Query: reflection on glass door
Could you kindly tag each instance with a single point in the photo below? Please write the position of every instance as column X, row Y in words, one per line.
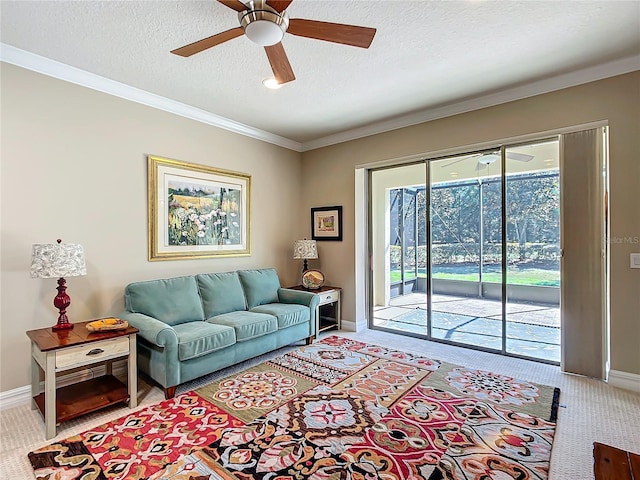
column 533, row 251
column 465, row 249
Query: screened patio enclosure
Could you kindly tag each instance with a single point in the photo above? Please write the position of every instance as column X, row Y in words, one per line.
column 440, row 268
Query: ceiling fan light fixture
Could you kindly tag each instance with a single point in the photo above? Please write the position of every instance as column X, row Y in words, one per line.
column 264, row 27
column 488, row 159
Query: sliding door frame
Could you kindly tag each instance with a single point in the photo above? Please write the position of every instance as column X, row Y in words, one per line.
column 427, row 161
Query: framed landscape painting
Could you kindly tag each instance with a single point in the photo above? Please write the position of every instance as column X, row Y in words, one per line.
column 326, row 223
column 196, row 211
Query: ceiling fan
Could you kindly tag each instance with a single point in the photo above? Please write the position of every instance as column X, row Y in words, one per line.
column 486, row 159
column 265, row 22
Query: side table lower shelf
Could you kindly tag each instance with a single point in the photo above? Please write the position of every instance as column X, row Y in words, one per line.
column 84, row 397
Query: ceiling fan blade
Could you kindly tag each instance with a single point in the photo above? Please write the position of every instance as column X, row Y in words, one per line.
column 280, row 65
column 279, row 5
column 521, row 157
column 236, row 5
column 332, row 32
column 459, row 160
column 200, row 45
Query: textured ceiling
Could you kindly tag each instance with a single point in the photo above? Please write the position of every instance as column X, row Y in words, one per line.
column 427, row 55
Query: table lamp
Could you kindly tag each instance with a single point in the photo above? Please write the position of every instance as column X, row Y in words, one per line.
column 305, row 249
column 58, row 260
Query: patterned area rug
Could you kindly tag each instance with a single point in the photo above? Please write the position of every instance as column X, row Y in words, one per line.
column 337, row 409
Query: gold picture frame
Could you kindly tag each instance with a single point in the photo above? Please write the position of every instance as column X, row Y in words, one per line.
column 197, row 211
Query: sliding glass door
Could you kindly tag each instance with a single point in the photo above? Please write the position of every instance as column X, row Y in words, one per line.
column 465, row 249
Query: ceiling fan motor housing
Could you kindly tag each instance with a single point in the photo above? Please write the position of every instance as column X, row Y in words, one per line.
column 263, row 24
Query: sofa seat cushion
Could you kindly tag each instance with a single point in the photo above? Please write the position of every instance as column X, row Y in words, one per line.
column 288, row 314
column 247, row 325
column 200, row 338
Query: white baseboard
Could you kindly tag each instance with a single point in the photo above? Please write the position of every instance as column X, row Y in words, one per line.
column 22, row 395
column 351, row 326
column 628, row 381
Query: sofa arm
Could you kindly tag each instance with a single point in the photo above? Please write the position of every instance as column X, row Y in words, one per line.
column 151, row 329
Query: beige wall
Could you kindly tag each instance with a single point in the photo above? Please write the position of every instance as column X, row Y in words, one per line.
column 74, row 167
column 328, row 179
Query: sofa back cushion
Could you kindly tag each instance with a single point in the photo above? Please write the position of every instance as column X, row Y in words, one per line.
column 172, row 300
column 221, row 293
column 260, row 286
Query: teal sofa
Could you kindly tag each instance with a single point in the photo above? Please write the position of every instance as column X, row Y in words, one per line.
column 194, row 325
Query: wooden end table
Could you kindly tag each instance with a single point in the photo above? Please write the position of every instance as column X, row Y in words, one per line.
column 328, row 311
column 59, row 351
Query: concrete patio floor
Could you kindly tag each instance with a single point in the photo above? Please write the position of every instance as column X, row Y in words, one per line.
column 533, row 330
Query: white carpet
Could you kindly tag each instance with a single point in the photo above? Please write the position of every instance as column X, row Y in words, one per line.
column 593, row 410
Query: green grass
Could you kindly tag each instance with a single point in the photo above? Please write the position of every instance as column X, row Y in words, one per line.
column 516, row 276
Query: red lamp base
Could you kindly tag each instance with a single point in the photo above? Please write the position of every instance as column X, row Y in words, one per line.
column 61, row 302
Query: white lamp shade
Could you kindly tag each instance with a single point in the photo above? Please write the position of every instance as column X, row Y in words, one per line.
column 305, row 249
column 55, row 260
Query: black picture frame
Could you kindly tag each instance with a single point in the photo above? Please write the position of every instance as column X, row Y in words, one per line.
column 326, row 223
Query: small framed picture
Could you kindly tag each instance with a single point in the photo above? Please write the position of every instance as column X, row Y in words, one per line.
column 326, row 223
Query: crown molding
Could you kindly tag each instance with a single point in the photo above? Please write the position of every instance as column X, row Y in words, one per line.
column 579, row 77
column 52, row 68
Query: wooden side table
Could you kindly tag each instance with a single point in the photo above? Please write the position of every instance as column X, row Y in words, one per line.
column 328, row 312
column 59, row 351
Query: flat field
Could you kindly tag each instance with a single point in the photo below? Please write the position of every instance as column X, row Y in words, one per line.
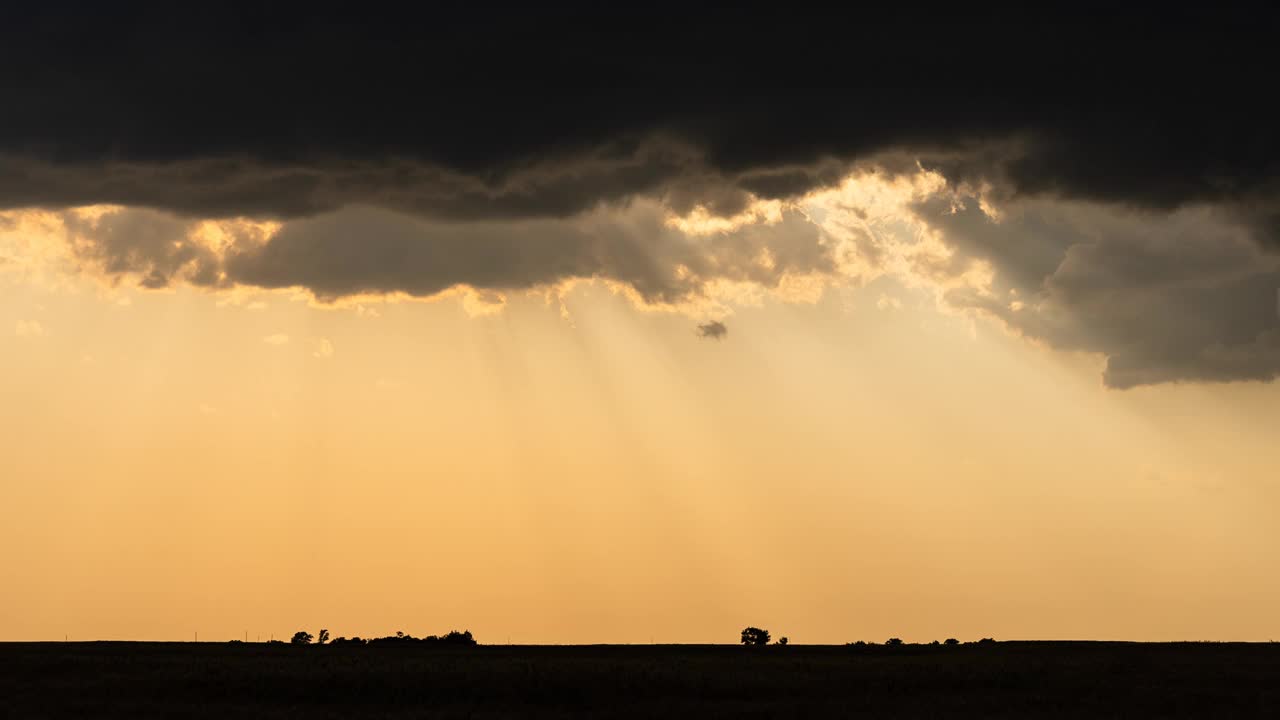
column 1009, row 679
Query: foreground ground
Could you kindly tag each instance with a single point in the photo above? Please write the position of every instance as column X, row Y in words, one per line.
column 972, row 680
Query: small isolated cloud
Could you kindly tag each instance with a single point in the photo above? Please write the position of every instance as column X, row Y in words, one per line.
column 714, row 329
column 888, row 302
column 28, row 328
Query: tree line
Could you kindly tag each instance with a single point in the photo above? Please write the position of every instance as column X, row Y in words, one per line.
column 452, row 638
column 760, row 637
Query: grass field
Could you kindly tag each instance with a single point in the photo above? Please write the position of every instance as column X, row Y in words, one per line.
column 1015, row 679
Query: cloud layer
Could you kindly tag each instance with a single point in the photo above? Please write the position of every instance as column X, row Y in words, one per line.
column 1102, row 186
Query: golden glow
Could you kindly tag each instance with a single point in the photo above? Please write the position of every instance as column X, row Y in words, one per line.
column 849, row 464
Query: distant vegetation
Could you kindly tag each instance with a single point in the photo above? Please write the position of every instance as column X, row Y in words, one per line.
column 451, row 638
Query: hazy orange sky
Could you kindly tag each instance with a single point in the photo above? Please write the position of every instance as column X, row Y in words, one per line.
column 860, row 456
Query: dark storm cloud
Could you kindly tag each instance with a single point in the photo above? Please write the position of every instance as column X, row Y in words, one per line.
column 1164, row 296
column 496, row 112
column 369, row 250
column 513, row 146
column 713, row 329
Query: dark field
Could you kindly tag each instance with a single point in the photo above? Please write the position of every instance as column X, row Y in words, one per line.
column 970, row 680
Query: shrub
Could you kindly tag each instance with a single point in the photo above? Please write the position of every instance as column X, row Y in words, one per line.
column 755, row 636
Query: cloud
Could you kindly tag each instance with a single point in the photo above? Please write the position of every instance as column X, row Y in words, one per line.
column 28, row 328
column 1176, row 296
column 708, row 110
column 365, row 250
column 713, row 329
column 1123, row 201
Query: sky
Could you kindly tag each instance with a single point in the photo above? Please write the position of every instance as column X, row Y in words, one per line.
column 540, row 332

- Description of the task -
Rewrite every one of the records above with "single point" changed to "single marker" and everything else left as it is. Leave the pictures out.

- Expected output -
Query: reflection on glass door
Could you kindly tag each instance with a single marker in the photo below? Please write the position of every instance as column X, row Y in words, one per line.
column 533, row 251
column 465, row 249
Query: screened patio enclosure
Could you kindly tag each instance with a single marker in the photo above? Please write the position of every instance as column X, row Y in words, one per line.
column 440, row 268
Query: ceiling fan light fixture
Could you kindly tag each instance with a single marker in the photo above? Please write the position of every instance as column X, row Y in words, one per line.
column 264, row 27
column 488, row 159
Query: sliding door frame
Could you kindly tag each instance with a single marker in the photo above? Please write the position of every instance as column X, row Y in words, one per line.
column 427, row 161
Query: framed landscape painting
Could you kindly tag each instance with a single marker in the photo above? Please write the position of every instance as column X, row Y in words, one per line.
column 326, row 223
column 196, row 211
Query: ceiling fan
Could you kindly tag each instance with a single marker in the photo above? Please write the position of every instance as column X, row Y in words, one per line.
column 486, row 159
column 265, row 22
Query: side table lower shelf
Could you kindly tag each instance with a single marker in the photo above? Please write the position of every instance as column X, row Y in words, one per line.
column 84, row 397
Query: ceiling fan blade
Could you kindly tag each instance with a single marker in the photo above? Please write the position of every instance as column X, row Y in words, one per line.
column 280, row 65
column 279, row 5
column 521, row 157
column 236, row 5
column 332, row 32
column 459, row 160
column 200, row 45
Query: textured ceiling
Could you kindly tag each instance with a single marker in the photo above? Please write the position of every instance as column X, row Y in words, one per line.
column 427, row 55
Query: table lamp
Could you kindly tag each instance with a single marker in the photo above? Please write the position of every instance as column X, row Y in words, one per line.
column 305, row 249
column 58, row 260
Query: patterned area rug
Could you kindly tag each instance with a single marker in the photo above? Please write the position of every instance as column X, row Y in words, one per line.
column 337, row 409
Query: gold picture frame
Could you kindly tag each instance with a single marker in the photo above? Please write the position of every instance as column X, row Y in words, one per line.
column 197, row 211
Query: sliding glass door
Could you kindly tag each instance with a single marker in the photo above? Please write the position of every instance as column X, row Y in words, one per line.
column 465, row 249
Query: ceiling fan motor housing
Could you kindly tag each instance with a single marker in the photo above? Please write the position of every instance as column X, row Y in words, one per line.
column 263, row 24
Query: sofa seat cushion
Could you kindly tag each instance with a single marker in the photo above? Please write the position of every instance as column X, row Y in words, one per line.
column 288, row 314
column 247, row 325
column 200, row 338
Query: white baseboard
Could you kindly tag each instance with a single marker in the photo above? Please write the position of every instance as column X, row Y in words, one per line.
column 22, row 395
column 351, row 326
column 628, row 381
Query: sofa arm
Could you kindly tag each instance with a single marker in the photo above? Please write the position of every instance as column X, row Y in words, one per line.
column 151, row 329
Query: beige wall
Could you kindly tag each instance with a single marker in the photo above? Please write the position of every instance as column X, row Y in words, one per line.
column 74, row 167
column 328, row 179
Query: sofa back cushion
Could you kindly tag each instance with a single marker in the photo above? Please write the position of every instance as column X, row Y in words, one per line.
column 172, row 300
column 221, row 293
column 260, row 286
Query: teal sofa
Could you kindly tag each instance with a single marker in the photo above? Please write the position of every instance as column X, row Y in words, one per line.
column 194, row 325
Query: wooden end table
Could you kindly tag each instance with a single marker in the photo above? Please write the position of every instance as column X, row Y in words, one per line.
column 328, row 311
column 59, row 351
Query: concrete patio floor
Could you kindly tag each instance with a single marker in the photo above? Please write the position of every instance as column X, row Y in words, one per line.
column 533, row 330
Query: white carpet
Could you kindly tag each instance with a single marker in the photo above? Please write the position of every instance as column X, row Y in words, one per line.
column 593, row 410
Query: green grass
Could you kindly tag each instance with a single marker in the photo above? Please write the position of every instance as column X, row Y in words, one per line.
column 516, row 276
Query: red lamp base
Could you kindly tag each instance with a single marker in the photo above? Please write the position of every instance as column X, row Y in words, one per line.
column 61, row 302
Query: white lamp shade
Could you kindly tag each instance with a single marker in the photo above? Please write the position of every instance as column X, row Y in words, one per line.
column 305, row 249
column 55, row 260
Query: black picture frame
Could you kindly tag each instance with a single marker in the photo above? Please write the position of every instance as column X, row Y in words, one per line.
column 326, row 223
Query: small framed picture
Could you kindly tag each instance with a single marker in the photo above? Please write the position of every instance as column X, row Y in words, one per line.
column 326, row 223
Query: crown molding
Could you kindly tag each instance with a single marker in the photo above? Please write the position of every instance as column X, row Y in words, one per line.
column 579, row 77
column 52, row 68
Query: wooden side table
Could you kindly tag each instance with a single marker in the photo above? Please write the position of every instance as column X, row Y in words, one per line.
column 328, row 312
column 59, row 351
Query: flat field
Could you kindly tag each instance with a single marker in the photo below? Please write the position of every instance as column X, row Y in words, one per line.
column 1009, row 679
Query: foreground ground
Could you kindly tag each instance with a single marker in the photo above? Please write the position of every instance as column X, row Y in words, one per line.
column 972, row 680
Query: small isolated cloud
Could you kindly tag each instance with a single marker in the photo above? Please write the position of every instance as column X, row Y in words, one per line.
column 714, row 329
column 888, row 302
column 28, row 328
Query: tree line
Could you kindly tag each instance with a single marker in the photo above? Please write the position of every instance as column X, row Y in words, one per line.
column 452, row 638
column 760, row 637
Query: grass field
Could you kindly tag each instance with a single marker in the photo above? Please write the position of every instance as column X, row Y in words, one per line.
column 1015, row 679
Query: cloud layer
Could you kindly tag each instance with a single marker in the photo above? Please write the position of every instance as column X, row Y in words, one per line.
column 1102, row 186
Query: golden glow
Could you kindly tag each instance with a single marker in the photo above? Please write the position of every instance as column X, row Y in words, one per line.
column 849, row 464
Query: distant vegetation
Could you kindly tag each instance with a single marker in the photo above? Please write the position of every instance as column X, row Y in words, one per line.
column 451, row 638
Query: hazy orange sky
Could you kindly tag each instance with a single marker in the photo above? Please write the position of every instance as column X, row Y in words, one per line.
column 860, row 456
Query: dark storm cloud
Could you kindly tag each instance with a single marker in the photo above? Please write the position of every instance as column X, row Y in words, one per line.
column 1164, row 296
column 496, row 112
column 369, row 250
column 513, row 146
column 713, row 329
Query: dark field
Could you kindly tag each instance with a single marker in the photo above? Please write the position of every instance as column X, row Y in words, one per line.
column 970, row 680
Query: shrub
Could you kindly tag each instance with a single marker in the photo above? Please write the position of every instance as column X, row Y in words, one per line.
column 755, row 636
Query: cloud
Could you kindly tag each instance with a single marker in the photo above? Please write the position of every instance as column X, row Y in words, one per line.
column 28, row 328
column 1176, row 296
column 708, row 110
column 365, row 250
column 713, row 329
column 1123, row 201
Query: sky
Could you kindly tag each instance with a single marker in the photo above? Please write the position of every instance as column X, row Y in words, one per line.
column 540, row 332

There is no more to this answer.